— EXTRAIT FOURNI —
Il existe un moyen des
plus simples de se pourrir la vie, que je baptiserais : « la
programmation ». Vous avez l'idée d'une chose désagréable à
faire. Par exemple : aller dans un endroit désagréable où il y a
du pour et du contre pour aller. C'est le soir. Vous vous dites :
« bon, demain j'y vais. » Rien ne vous oblige vraiment à
le faire. C'est juste une pensée qui vous vient. Le lendemain, vous
vous réveillez et levez de très méchante humeur. Une pensée vous
obsède et vous poursuit : « il va falloir que j'aille à cet
endroit désagréable aujourd'hui ! »
Pourtant, rien ne vous y
oblige. Vous pouvez très bien remettre ou annuler ce déplacement.
Mais là, vous avez l'impression de ne pas être libre de votre
choix. Vous devez y aller. Et comme c'est une perspective
désagréable, vous commencez à traîner, angoisser, culpabiliser...

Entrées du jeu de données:
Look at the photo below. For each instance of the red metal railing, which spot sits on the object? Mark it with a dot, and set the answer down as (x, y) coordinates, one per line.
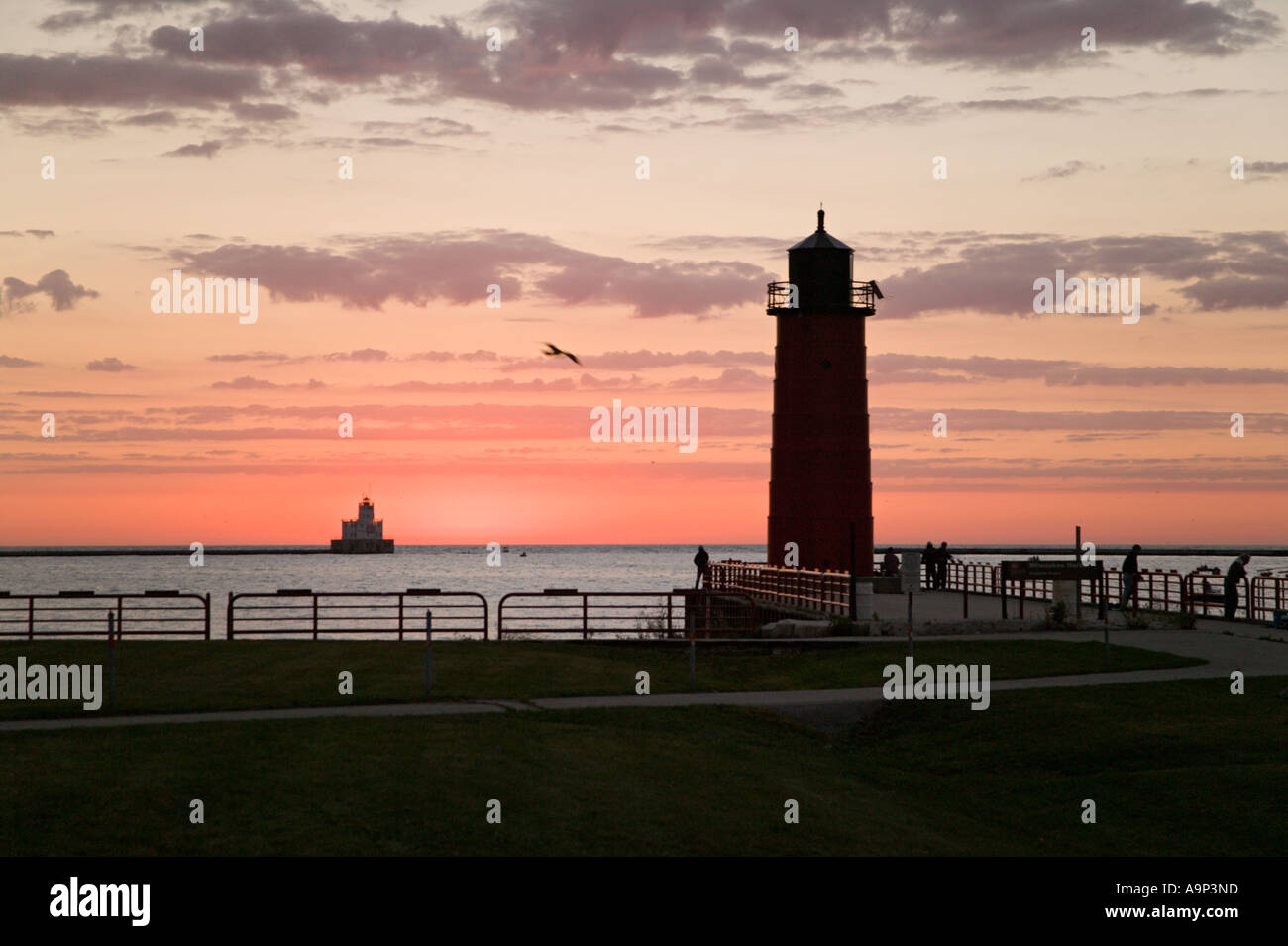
(805, 588)
(82, 614)
(1199, 592)
(305, 613)
(862, 296)
(625, 614)
(1269, 594)
(1205, 593)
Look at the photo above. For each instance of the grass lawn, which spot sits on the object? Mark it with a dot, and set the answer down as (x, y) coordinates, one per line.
(185, 676)
(1176, 768)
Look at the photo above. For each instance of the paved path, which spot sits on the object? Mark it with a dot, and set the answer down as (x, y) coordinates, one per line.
(1223, 653)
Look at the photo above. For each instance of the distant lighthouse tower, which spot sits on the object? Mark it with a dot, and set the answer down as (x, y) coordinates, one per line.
(820, 460)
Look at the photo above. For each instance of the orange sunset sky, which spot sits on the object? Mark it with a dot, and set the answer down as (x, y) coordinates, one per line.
(516, 167)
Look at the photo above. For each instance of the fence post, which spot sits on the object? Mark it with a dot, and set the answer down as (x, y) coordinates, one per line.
(429, 653)
(111, 659)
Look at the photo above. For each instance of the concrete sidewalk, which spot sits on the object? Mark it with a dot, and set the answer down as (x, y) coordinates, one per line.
(250, 714)
(1223, 653)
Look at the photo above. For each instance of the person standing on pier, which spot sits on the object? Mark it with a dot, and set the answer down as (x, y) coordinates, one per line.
(1234, 576)
(1131, 576)
(941, 559)
(700, 560)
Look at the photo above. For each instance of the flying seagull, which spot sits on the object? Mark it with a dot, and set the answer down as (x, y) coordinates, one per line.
(554, 351)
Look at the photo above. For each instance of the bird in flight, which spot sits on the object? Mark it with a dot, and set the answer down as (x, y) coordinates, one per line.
(554, 351)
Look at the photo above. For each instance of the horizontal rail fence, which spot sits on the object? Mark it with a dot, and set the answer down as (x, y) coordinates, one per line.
(1205, 594)
(828, 592)
(794, 587)
(1269, 594)
(303, 613)
(84, 614)
(643, 614)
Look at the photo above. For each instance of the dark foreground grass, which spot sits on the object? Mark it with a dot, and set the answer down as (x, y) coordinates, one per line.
(185, 676)
(1176, 768)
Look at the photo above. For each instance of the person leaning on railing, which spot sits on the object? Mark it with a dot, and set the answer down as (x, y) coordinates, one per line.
(1234, 576)
(1131, 577)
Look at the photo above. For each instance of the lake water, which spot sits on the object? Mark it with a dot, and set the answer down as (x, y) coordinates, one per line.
(450, 568)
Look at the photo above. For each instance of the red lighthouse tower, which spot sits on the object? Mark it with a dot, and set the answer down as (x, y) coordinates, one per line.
(820, 461)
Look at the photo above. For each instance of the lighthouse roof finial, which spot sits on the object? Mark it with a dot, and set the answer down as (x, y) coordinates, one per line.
(819, 239)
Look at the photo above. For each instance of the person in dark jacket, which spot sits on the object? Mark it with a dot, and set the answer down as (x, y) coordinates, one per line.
(1234, 577)
(1131, 577)
(700, 560)
(941, 559)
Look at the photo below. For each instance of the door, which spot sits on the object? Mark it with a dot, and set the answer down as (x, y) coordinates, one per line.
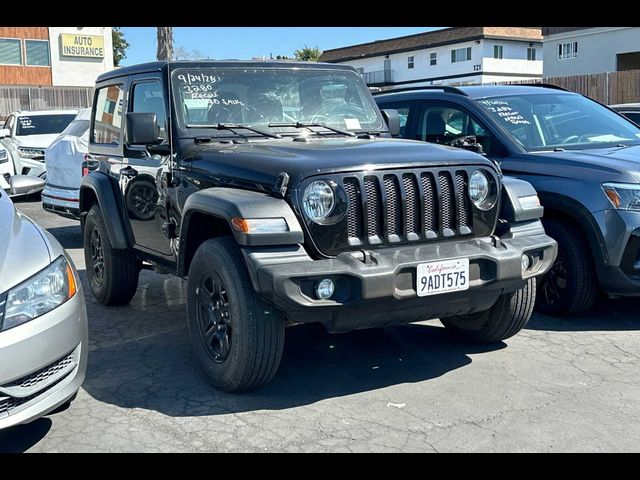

— DÉFIS —
• 1. Reproduisez à l'identique le passage du texte sur la programmation qui débute par les mots « Pourtant, rien ne » et s'achève sur « traîner, angoisser, culpabiliser... ».
• 2. Prolongez le texte sur la programmation en reprenant après sa dernière phrase.
Les enregistrements sont sans rapport avec le texte.

— RÉPONSES PAR TÂCHE —
• 1.
Pourtant, rien ne vous y
oblige. Vous pouvez très bien remettre ou annuler ce déplacement.
Mais là, vous avez l'impression de ne pas être libre de votre
choix. Vous devez y aller. Et comme c'est une perspective
désagréable, vous commencez à traîner, angoisser, culpabiliser...

• 2.
En fait, strictement rien
ne vous ôte la liberté d'agir autrement. Par exemple : de remettre
cette chose désagréable à plus tard. Vous pouvez très bien
respirer et vivre librement votre journée. La seule et unique chose
qui vient vous tourmenter, en réalité, c'est la programmation. Le
fait que hier soir vous avez « prononcé » mentalement
cette phrase : « demain, je dois aller à cet endroit. »
Pour vous débarrasser de
cette situation désagréable et vivre pleinement et librement votre
journée, il vous suffit de déprogrammer. Vous dire : « si
j'ai l'impression de devoir faire ça à présent, alors que rien ne
m'y oblige, et même que c'est beaucoup mieux de remettre ça à plus
tard, c'est à cause de cette programmation. Je n'ai pas à en tenir
compte. » Et ouf ! Ça va beaucoup mieux ! Vous êtes libre.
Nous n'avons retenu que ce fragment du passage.